* **Dataset entries**
━━━━━━

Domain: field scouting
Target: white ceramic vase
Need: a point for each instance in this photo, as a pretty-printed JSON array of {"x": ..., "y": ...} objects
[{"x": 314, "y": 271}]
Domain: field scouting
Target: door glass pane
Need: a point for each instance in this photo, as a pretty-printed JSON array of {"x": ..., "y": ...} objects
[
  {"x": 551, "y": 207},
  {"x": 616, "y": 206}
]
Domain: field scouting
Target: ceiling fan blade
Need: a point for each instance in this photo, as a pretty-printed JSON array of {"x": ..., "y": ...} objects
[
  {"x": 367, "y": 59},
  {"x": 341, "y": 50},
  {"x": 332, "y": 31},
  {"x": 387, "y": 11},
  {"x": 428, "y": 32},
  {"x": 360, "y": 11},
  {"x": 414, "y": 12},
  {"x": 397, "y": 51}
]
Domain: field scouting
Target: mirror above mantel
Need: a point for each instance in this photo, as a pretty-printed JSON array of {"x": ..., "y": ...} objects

━━━━━━

* **What you will do**
Write out every entry exactly as given.

* **Problem solution**
Domain: field scouting
Target: white ceramic vase
Need: a point for each instance in this photo, as a pretty-printed JSON array of {"x": ..., "y": ...} objects
[{"x": 314, "y": 271}]
Domain: field scouting
Target: door glass pane
Need: a point for each instance in this photo, as a pretty-printed JSON array of {"x": ..., "y": ...} objects
[
  {"x": 551, "y": 207},
  {"x": 616, "y": 206}
]
Domain: field scouting
Target: ceiling fan blade
Need: a point for each instance in this photo, as a pretty-printed JSON array of {"x": ..., "y": ...} objects
[
  {"x": 367, "y": 59},
  {"x": 341, "y": 50},
  {"x": 332, "y": 31},
  {"x": 387, "y": 11},
  {"x": 428, "y": 32},
  {"x": 360, "y": 11},
  {"x": 414, "y": 12},
  {"x": 397, "y": 51}
]
Domain: field scouting
Target: mirror above mantel
Need: a point for each instance in this photo, as a pretty-printed JSON array of {"x": ..., "y": ...} objects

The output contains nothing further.